::: Exercise materials

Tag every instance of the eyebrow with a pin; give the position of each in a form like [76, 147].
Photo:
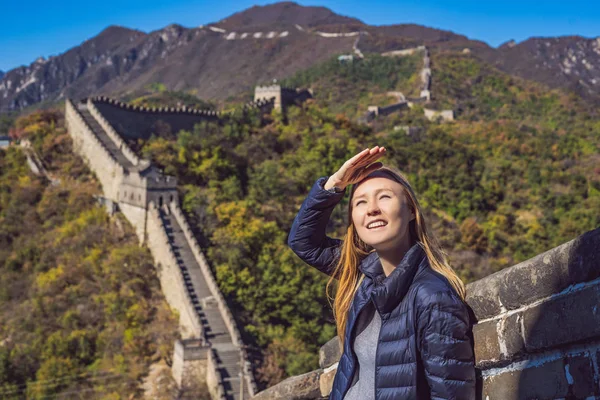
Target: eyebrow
[377, 191]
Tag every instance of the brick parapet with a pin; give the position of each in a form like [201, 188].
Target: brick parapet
[537, 331]
[113, 135]
[162, 251]
[155, 110]
[216, 292]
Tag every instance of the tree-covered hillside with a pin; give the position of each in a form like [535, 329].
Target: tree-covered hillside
[515, 175]
[81, 311]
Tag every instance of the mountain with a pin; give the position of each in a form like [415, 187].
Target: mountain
[563, 62]
[285, 14]
[255, 46]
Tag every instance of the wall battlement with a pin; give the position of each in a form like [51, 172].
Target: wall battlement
[149, 200]
[281, 96]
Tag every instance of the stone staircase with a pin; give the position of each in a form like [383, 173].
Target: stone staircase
[103, 136]
[216, 332]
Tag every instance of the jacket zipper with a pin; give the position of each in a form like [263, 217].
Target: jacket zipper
[376, 350]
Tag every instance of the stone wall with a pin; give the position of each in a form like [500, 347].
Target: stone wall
[444, 115]
[281, 96]
[95, 154]
[171, 277]
[114, 136]
[133, 122]
[190, 359]
[537, 331]
[216, 292]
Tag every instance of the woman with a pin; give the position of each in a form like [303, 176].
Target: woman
[400, 313]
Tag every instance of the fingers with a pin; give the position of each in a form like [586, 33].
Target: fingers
[358, 156]
[371, 168]
[367, 159]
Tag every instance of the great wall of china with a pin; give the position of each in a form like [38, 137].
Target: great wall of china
[211, 344]
[519, 351]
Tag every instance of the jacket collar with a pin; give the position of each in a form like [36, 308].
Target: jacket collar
[389, 291]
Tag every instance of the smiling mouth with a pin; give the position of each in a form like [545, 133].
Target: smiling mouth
[377, 227]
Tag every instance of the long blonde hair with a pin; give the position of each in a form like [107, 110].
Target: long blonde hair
[353, 250]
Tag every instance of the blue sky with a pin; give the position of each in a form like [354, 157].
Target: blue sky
[34, 28]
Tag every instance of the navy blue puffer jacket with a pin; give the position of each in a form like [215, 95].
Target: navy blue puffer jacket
[425, 346]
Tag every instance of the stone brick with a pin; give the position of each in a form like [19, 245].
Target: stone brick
[301, 387]
[563, 320]
[581, 376]
[511, 335]
[485, 336]
[546, 381]
[482, 296]
[534, 279]
[330, 353]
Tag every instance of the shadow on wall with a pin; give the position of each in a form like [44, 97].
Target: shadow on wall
[538, 336]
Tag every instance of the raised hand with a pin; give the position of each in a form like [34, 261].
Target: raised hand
[356, 168]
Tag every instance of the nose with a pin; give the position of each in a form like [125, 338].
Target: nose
[373, 209]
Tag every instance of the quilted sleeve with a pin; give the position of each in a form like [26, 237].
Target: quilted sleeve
[445, 339]
[307, 238]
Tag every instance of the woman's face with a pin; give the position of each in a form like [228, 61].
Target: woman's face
[383, 200]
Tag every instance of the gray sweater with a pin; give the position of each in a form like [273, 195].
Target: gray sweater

::::::

§ **Stated goal**:
Copy the entries above word for word, starting at the line with "Tag every instance of the gray" and continuing through the last line of the entries.

§ **Exercise response**:
Tag every instance of the gray sweater with a pin; give the position of each in a form like [273, 195].
Target: gray sweater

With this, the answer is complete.